YOUR OBJECTIVE: Name every country that the article on the naval exercise below refers to.
==== SOURCE EXTRACT ====
Queried about the China’s objection to the exercise, which commenced on Wednesday, in Vice Admiral Murakawa: “As far as this exercise is concerned, it is not targeted at any country,” adding that Japan was participating in the exercise to create free oceans for commerce.

China is claiming rights over South China Sea, which is being objected to by several nations, including Japan.

The naval exercise started in 1992 as a bilateral drill between the Indian and US navies and was expanded to include Japan.

This year it is held in the Bay of Bengal.

Murakawa said India and Japan have signed agreement for defence cooperation and the joint naval exercise is meant to improve tactical capability and increase cooperation.

According to Vice Admiral B K Verma of the Indian navy, Japan is participating in the exercise for the fifth time.

“We participate to keep the sas open for commerce,” Vice Admiral Verma added.
==== RECORDS PROVIDED ====
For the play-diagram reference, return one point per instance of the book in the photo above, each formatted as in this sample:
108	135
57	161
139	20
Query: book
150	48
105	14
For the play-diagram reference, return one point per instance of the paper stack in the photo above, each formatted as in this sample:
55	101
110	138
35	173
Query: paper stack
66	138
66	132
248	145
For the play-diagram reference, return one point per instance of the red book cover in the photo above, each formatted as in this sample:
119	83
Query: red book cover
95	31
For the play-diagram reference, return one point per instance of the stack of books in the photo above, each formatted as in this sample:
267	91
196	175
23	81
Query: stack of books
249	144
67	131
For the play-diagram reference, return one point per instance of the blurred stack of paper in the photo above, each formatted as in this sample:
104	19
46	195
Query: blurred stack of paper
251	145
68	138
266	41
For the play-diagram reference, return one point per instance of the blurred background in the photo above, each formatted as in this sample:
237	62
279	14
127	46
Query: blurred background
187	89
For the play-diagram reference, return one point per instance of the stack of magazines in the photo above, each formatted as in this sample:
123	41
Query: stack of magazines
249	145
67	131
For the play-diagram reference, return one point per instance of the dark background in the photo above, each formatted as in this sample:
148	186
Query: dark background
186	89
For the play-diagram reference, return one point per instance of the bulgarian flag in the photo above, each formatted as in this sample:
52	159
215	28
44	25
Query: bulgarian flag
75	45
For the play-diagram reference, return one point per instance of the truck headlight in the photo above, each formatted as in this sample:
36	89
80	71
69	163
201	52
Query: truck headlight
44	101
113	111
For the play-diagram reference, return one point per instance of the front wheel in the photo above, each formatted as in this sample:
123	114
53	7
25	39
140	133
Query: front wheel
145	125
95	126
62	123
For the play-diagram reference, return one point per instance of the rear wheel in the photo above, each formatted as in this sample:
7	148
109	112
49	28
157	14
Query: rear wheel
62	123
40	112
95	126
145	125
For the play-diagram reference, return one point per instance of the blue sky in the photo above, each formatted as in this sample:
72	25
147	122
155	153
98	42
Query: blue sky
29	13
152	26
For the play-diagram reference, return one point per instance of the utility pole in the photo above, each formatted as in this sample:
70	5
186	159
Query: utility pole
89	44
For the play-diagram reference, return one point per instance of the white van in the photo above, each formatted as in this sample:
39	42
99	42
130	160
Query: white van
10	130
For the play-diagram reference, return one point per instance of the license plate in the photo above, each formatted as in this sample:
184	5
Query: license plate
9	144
====
COMPLETED TASK: China, Japan, India, US